-- START OF Dataset records --
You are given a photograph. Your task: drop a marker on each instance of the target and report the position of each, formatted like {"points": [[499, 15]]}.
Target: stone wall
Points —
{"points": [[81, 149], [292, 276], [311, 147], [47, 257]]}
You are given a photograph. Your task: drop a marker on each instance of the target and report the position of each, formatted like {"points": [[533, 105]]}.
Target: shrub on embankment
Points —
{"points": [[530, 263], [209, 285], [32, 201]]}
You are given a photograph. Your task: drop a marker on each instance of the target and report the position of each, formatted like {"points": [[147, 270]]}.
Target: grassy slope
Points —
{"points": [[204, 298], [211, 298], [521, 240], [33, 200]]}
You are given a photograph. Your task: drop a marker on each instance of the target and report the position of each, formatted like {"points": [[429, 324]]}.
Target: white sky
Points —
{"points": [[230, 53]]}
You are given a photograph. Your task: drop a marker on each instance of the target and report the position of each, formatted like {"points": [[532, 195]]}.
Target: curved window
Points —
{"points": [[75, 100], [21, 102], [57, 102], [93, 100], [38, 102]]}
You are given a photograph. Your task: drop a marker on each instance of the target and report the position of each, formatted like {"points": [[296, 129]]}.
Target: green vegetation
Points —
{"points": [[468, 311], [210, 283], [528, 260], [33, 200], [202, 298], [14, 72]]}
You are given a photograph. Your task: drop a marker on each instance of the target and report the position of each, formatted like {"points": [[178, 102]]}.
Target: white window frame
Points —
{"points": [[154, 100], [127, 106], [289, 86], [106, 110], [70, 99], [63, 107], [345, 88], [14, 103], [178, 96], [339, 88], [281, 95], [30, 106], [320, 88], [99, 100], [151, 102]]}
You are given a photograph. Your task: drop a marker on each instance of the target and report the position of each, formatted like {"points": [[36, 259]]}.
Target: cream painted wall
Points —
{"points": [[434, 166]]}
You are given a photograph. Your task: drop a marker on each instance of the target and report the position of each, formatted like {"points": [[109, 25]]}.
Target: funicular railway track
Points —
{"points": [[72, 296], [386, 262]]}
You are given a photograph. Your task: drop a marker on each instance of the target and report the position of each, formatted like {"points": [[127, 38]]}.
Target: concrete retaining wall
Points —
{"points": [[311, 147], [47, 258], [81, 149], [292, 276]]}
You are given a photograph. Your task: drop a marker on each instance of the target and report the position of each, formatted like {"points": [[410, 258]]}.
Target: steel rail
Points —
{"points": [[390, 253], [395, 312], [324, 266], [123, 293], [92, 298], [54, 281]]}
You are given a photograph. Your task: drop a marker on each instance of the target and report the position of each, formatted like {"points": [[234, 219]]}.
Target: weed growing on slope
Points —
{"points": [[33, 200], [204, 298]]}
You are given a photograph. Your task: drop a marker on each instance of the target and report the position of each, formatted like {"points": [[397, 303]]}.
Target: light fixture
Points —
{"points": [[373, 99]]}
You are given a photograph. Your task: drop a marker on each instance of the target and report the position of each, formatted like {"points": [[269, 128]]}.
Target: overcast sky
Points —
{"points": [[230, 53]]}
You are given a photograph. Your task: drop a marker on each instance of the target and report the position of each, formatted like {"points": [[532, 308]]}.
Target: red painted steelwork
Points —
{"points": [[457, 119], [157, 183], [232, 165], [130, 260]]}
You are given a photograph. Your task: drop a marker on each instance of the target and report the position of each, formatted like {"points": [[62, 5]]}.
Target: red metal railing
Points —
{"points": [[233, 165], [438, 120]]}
-- END OF Dataset records --
Set down the listing in full, keeping every word exactly as it is.

You are given a photograph. Your task: drop a marker on each instance of the target and report the position of each, formatted like {"points": [[499, 15]]}.
Target: stone wall
Points —
{"points": [[81, 149], [292, 276], [311, 147], [47, 257]]}
You are given a photograph. Your task: drop a marker on each instance of the target and report the position of each, formatted like {"points": [[533, 105]]}.
Target: shrub on embankment
Points —
{"points": [[530, 263], [209, 285], [32, 201]]}
You are given a photograph. Your task: drop a marker on each instance of the target and report the position of each, formatted like {"points": [[147, 270]]}.
Target: grassy slope
Points —
{"points": [[204, 298], [211, 298], [521, 240], [33, 200]]}
You are given a photograph. Your task: drop a marker on each instance of the target and report the position of each, formatted like {"points": [[429, 324]]}.
Target: white sky
Points —
{"points": [[230, 53]]}
You are given a photograph. Your task: drop a marker on each instance of the target and report the position of each, formatted like {"points": [[532, 195]]}.
Target: curved window
Points —
{"points": [[75, 100], [21, 102], [57, 102], [93, 100], [38, 102]]}
You are given a photograph. Your task: drop a marker on each instance of the target and report the position of each, formatted like {"points": [[296, 129]]}.
Target: green vegetation
Points —
{"points": [[468, 311], [210, 283], [528, 260], [33, 200], [202, 298], [14, 72]]}
You are given a photograph. Your task: drop a marker on each instance of the target and report the position of each, formatted like {"points": [[178, 102]]}.
Target: white window frame
Points —
{"points": [[154, 100], [127, 106], [289, 86], [106, 110], [70, 99], [63, 107], [345, 88], [14, 103], [178, 96], [339, 88], [281, 95], [30, 106], [320, 88], [99, 100], [151, 102]]}
You are given a photograph. Your task: drop a marker on each instance of the target and report the position of each, formatted like {"points": [[36, 259]]}.
Target: cream painted wall
Points —
{"points": [[434, 166]]}
You are given a photograph. Your task: drop a marker on each instance of the target and report the position of each, formatted like {"points": [[109, 25]]}.
Target: funicular railway track
Points —
{"points": [[72, 296], [386, 262]]}
You are given a photograph. Your task: drop a marker on each instance of the target and report the position of each, formatted like {"points": [[127, 38]]}.
Target: concrete retaining wall
Points —
{"points": [[311, 147], [47, 258], [81, 149], [292, 276]]}
You are given a photograph. Your task: drop a marker on each instance of the target and report the position of each, formatted like {"points": [[410, 258]]}.
Target: steel rail
Points —
{"points": [[390, 253], [395, 312], [324, 266], [123, 293], [92, 298], [54, 281]]}
You are given a photograph. Your task: drop a marker on each instance of the target and report the position of each, formatted like {"points": [[234, 219]]}.
Target: weed growing on slope
Points —
{"points": [[33, 200], [204, 298]]}
You are given a photograph. Your task: drop a marker on each instance of the target and report the position of each, formatted like {"points": [[397, 303]]}.
Target: light fixture
Points —
{"points": [[373, 99]]}
You are given a photograph. Your task: drop a marker on each instance of the target and report the position of each, formatted like {"points": [[269, 128]]}.
Target: overcast sky
Points —
{"points": [[230, 53]]}
You are given a photograph. Your task: drop a marker on each instance of the target and report the position of each, formatted like {"points": [[532, 308]]}.
Target: red painted steelwork
Points —
{"points": [[457, 119], [157, 183], [232, 165], [130, 260]]}
You are given a photograph. Your task: drop a marker on each instance of the target and report the position of each, formatted like {"points": [[62, 5]]}.
Target: red metal railing
Points —
{"points": [[233, 165], [438, 120]]}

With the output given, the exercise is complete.